From Thinker to Doer β€” The Paradigm Revolution and Technical Architecture of Agentic AI

From "Ask and Answer" to "Ask and Do"

Before discussing Agentic AI, I'd like to share two short stories.

While chatting with someone online, I wanted to compare Amazon and Google's stock performance over the last five years to support a point I was making. I first searched online for existing comparisons and tools but found nothing. Then I asked ChatGPT if it could help me find or generate a stock price comparison chart. It said it couldn't. By this point, I was ready to give up, as it wasn't worth spending 5 minutes making a chart during a casual conversation. As a last resort, I tried Cursor's latest Agent mode, simply throwing my request at it: generate a chart showing Google and Amazon's stock prices over the last five years, with both stocks aligned at their starting points for easy comparison. To my surprise, Cursor automatically started writing code, installing dependencies, debugging, modifying the program, re-executing, and within a minute gave me exactly the chart I wanted, as shown below. I was truly amazed. It just works.

Stock price comparison

The second example: while working on a webpage, I needed to make my profile picture circular – in graphic design terms, adding a circular mask. Drawing from my previous experience, I didn't open Photoshop or ask ChatGPT how to operate Photoshop. Instead, I directly threw the image at Cursor and described in its agent mode what shape I wanted the image to be PS'ed into. Cursor churned out some command line instructions I didn't understand, installed dependencies, and produced an image. The circle size was wrong, so I gave it that feedback, and it figured out the correct image dimensions using command line tools and gave me a perfect image.

These two examples had a profound impact on me because they represent a fundamental shift in how we use AI. If we look at ancient AI products – like ChatGPT and Claude from a year ago – their usage pattern was "ask and answer" – we would consult them about things we didn't know. This is why many articles from that time compared ChatGPT to Google. But by late 2023, at least for developers, our way of using AI largely became Copilot-style, or "ask and write." We expected AI not just to tell us things, but to help us write code that we would then run to execute other tasks.

Records from a data source
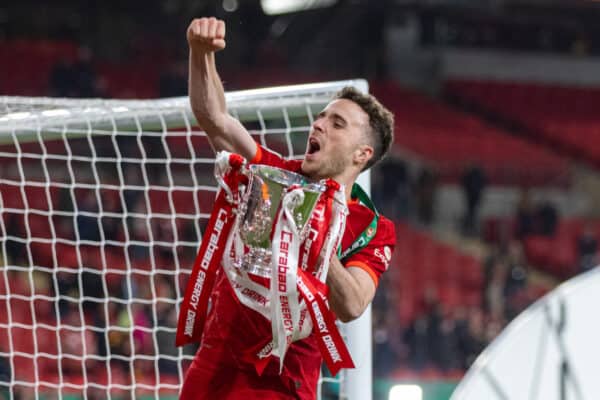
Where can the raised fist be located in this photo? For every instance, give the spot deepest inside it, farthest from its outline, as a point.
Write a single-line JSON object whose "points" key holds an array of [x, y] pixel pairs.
{"points": [[206, 35]]}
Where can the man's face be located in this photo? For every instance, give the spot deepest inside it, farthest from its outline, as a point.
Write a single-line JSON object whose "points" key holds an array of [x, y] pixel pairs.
{"points": [[336, 135]]}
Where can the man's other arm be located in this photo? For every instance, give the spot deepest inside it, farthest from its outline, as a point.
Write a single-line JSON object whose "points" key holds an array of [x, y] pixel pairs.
{"points": [[205, 37]]}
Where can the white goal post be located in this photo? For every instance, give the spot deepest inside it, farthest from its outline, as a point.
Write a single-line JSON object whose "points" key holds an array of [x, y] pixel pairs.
{"points": [[102, 206]]}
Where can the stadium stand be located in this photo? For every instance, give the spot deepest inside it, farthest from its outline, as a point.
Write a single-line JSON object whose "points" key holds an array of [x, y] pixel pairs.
{"points": [[452, 140], [564, 117]]}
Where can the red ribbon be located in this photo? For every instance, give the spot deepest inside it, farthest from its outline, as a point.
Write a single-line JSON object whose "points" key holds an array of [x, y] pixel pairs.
{"points": [[192, 314], [330, 341]]}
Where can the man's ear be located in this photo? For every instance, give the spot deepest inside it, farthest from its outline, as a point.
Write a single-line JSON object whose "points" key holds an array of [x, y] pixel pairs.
{"points": [[363, 154]]}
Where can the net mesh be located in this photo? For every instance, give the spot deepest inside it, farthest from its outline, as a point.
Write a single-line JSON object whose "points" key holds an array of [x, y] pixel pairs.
{"points": [[102, 206]]}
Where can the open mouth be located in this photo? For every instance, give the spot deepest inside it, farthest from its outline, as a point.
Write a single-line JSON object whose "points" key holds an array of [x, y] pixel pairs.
{"points": [[313, 146]]}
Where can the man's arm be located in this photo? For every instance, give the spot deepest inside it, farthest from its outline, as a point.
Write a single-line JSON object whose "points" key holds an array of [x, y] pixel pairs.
{"points": [[350, 290], [205, 37]]}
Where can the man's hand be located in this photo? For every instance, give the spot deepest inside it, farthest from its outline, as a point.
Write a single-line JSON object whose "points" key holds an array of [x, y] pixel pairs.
{"points": [[206, 35]]}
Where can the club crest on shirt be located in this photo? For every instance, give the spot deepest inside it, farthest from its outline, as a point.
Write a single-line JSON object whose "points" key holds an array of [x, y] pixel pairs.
{"points": [[383, 255], [388, 252]]}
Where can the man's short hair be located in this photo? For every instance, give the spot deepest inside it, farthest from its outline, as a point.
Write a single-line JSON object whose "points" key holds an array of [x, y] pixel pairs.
{"points": [[381, 121]]}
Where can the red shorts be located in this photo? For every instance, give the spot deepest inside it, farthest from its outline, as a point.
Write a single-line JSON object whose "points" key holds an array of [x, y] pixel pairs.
{"points": [[209, 380]]}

- _TASK INSTRUCTIONS_
For each statement below, decide whether the text on Agentic AI supports it, answering yes or no and quoting the words from the text that settle it. (a) ChatGPT told the writer it could not help find or generate the stock price comparison chart. (b) The writer opened Photoshop to make the profile picture circular. (c) Cursor took about ten minutes to produce the stock chart.

- _EXERCISE OUTPUT_
(a) Yes: "It said it couldn't."
(b) No: "I didn't open Photoshop or ask ChatGPT how to operate Photoshop."
(c) No: "within a minute gave me exactly the chart I wanted"